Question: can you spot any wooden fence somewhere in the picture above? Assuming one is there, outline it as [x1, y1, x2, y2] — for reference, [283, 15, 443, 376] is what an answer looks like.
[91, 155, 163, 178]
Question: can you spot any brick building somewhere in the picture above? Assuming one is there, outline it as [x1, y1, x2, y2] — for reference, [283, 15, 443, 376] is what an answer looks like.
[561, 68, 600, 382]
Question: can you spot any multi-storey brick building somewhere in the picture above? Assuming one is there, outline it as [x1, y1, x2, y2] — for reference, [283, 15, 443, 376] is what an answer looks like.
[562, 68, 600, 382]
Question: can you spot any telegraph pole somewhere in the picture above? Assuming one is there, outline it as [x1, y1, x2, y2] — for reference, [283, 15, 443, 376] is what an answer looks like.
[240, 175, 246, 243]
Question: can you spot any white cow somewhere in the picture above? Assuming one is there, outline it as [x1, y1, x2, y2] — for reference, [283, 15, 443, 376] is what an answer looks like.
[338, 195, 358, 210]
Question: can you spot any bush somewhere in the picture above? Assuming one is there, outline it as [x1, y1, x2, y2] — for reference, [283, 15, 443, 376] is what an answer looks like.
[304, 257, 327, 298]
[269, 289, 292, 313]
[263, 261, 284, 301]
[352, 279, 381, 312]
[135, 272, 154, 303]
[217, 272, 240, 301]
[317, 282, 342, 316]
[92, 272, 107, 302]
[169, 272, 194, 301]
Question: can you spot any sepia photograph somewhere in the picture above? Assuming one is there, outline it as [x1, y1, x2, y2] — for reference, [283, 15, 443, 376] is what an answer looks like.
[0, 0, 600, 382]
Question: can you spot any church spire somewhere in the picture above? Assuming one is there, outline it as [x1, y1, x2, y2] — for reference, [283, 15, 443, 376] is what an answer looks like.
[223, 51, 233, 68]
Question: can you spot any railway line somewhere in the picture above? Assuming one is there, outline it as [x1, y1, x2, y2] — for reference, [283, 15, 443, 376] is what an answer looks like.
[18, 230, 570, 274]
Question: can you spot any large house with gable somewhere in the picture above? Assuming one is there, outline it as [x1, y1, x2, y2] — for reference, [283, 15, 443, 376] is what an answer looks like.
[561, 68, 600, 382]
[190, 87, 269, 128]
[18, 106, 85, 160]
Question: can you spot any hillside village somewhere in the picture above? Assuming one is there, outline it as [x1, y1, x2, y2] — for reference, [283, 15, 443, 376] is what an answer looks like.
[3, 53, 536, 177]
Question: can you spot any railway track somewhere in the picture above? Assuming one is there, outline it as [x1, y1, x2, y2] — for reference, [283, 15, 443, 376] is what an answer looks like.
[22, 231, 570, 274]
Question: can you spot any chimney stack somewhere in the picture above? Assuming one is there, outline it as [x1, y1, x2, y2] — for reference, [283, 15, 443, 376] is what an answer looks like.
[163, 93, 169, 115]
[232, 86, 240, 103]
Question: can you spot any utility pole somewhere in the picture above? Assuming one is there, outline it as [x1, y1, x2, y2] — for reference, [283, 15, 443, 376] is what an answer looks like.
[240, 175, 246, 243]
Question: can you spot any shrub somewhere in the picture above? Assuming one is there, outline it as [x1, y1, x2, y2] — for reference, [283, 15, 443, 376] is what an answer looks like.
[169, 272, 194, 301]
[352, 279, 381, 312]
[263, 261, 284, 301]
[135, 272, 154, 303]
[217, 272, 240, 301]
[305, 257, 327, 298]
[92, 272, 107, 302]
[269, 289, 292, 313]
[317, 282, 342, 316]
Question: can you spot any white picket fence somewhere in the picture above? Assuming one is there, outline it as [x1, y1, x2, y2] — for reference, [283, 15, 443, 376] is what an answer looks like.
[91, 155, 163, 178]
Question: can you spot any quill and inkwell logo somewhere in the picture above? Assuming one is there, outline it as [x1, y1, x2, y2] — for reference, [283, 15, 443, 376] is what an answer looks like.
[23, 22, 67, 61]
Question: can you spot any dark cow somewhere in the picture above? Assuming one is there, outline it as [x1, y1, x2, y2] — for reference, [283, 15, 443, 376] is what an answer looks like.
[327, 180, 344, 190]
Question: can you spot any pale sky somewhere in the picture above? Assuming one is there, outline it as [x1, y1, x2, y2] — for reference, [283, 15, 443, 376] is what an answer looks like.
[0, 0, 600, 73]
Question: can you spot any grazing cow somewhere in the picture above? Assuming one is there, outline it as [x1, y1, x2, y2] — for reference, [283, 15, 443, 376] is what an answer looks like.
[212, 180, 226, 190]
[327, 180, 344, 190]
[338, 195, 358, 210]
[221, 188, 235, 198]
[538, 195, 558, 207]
____________________
[TASK GOAL]
Copy each item above word for word, in the order given.

[TASK RESULT]
Question: can you spot any wooden fence somewhere in the picture above? Assuming one is there, outline it as [x1, y1, x2, y2] — for reference, [283, 15, 443, 376] is what an answer looks like.
[91, 155, 163, 178]
Question: can you spot any brick building somewhere in the picture above? Assuming one is there, outline it as [x1, y1, x2, y2] — for reference, [283, 15, 443, 376] is what an answer looks like.
[561, 68, 600, 382]
Question: can you spot any multi-storey brick building somewhere in the picture above? Assuming one is there, outline it as [x1, y1, x2, y2] — for reference, [283, 15, 443, 376] is what an answer looks like.
[562, 68, 600, 382]
Question: can you spot any telegraph pole somewhere in the picture above? Assuming one is there, outline it as [x1, y1, x2, y2] — for reference, [283, 15, 443, 376] is what an answer looks like.
[240, 175, 246, 243]
Question: can you spot any white cow somewhere in the picture above? Assuming one is there, outline it as [x1, y1, x2, y2] — for reference, [283, 15, 443, 376] is what an answer looks like.
[338, 195, 358, 210]
Question: can you spot any bush somewhere in the picture above? Assuming one is there, outline it as [x1, y1, x2, y2] — for reference, [283, 15, 443, 376] is what an answer looks like.
[304, 257, 327, 298]
[269, 289, 292, 313]
[263, 261, 284, 301]
[352, 279, 381, 312]
[135, 272, 154, 303]
[217, 272, 240, 301]
[317, 282, 342, 316]
[92, 272, 107, 302]
[169, 272, 194, 301]
Question: can you spot any sepia photograph somewhere in the picture above? Assuming one is there, outline it as [x1, y1, x2, y2] — for reference, [283, 15, 443, 376] is what an answer looks like.
[0, 0, 600, 382]
Question: can you spot any church spire somewhere in the picture above? Assuming one is there, outline it as [x1, y1, x2, y2] — for reference, [283, 15, 443, 376] is what an answer looks like.
[223, 51, 233, 68]
Question: can you spot any railway line somewhere in the picture above? Assuming one is there, outline it as [x1, y1, x2, y2] — for reference, [283, 15, 443, 376] is what an answer looks like.
[18, 230, 570, 274]
Question: can you spot any large house with gable somewhere in the picture above? Assuming one is there, outline it as [x1, y1, x2, y2] — for reference, [283, 15, 443, 376] is what an answer looks like.
[561, 68, 600, 382]
[190, 87, 269, 128]
[18, 106, 85, 160]
Question: can you spot any hillside village somewhere in the picture above? Assuming one is there, outline it as [x1, y1, x2, y2] — for reference, [283, 15, 443, 376] is what an answer looks like.
[3, 53, 536, 177]
Question: can you spot any railway track somewhere in the picture above? Assuming one is there, outline it as [x1, y1, x2, y2] — for reference, [283, 15, 443, 376] is what an answer looks like.
[22, 231, 570, 274]
Question: can you spot any chimney stack somewhere in the picture above? Assuming one is there, outline it as [x1, y1, x2, y2] — for reference, [283, 15, 443, 376] is what an answer looks like.
[163, 93, 169, 115]
[232, 86, 240, 103]
Question: can you spot any utility pole somewhere in the picture above? Assuming one is there, outline it as [x1, y1, x2, y2] — for reference, [283, 15, 443, 376] is what an answer looks like.
[240, 175, 246, 243]
Question: can you spot any shrub somewhere in the picture above? Assuming one is there, outline it as [x1, y1, x2, y2] — for reference, [283, 15, 443, 376] is what an answer looks like.
[169, 272, 194, 301]
[352, 279, 381, 312]
[263, 261, 284, 301]
[135, 272, 154, 303]
[217, 272, 240, 301]
[305, 257, 327, 298]
[92, 272, 107, 302]
[269, 289, 292, 313]
[317, 282, 342, 316]
Question: can you spot any white picket fence somewhere in the picture above? Assuming one is there, outline it as [x1, y1, x2, y2] — for reference, [283, 15, 443, 376] is what an answer looks like.
[91, 155, 163, 178]
Question: can you spot any quill and inkwell logo somewhere in the picture above? Assuming one is there, outline it as [x1, y1, x2, y2] — for reference, [283, 15, 443, 376] is what an answer looks like.
[23, 22, 67, 61]
Question: can you spot any dark cow somewhere in the picture above? Assuming one is there, outline it as [x1, y1, x2, y2] — for reference, [283, 15, 443, 376] is what an answer looks like.
[327, 180, 344, 190]
Question: can you spot any pale sky somewhere in the picture above? Assuming one is there, outline it as [x1, y1, x2, y2] — for reference, [283, 15, 443, 376] is what an answer looks like.
[0, 0, 600, 73]
Question: can you spot any grazing cow somewhere in the picture above? Assuming one is there, outline it as [x1, y1, x2, y2] — for reference, [283, 15, 443, 376] is what an answer looks like.
[212, 180, 226, 190]
[327, 180, 344, 190]
[338, 195, 358, 210]
[221, 188, 235, 198]
[538, 195, 558, 207]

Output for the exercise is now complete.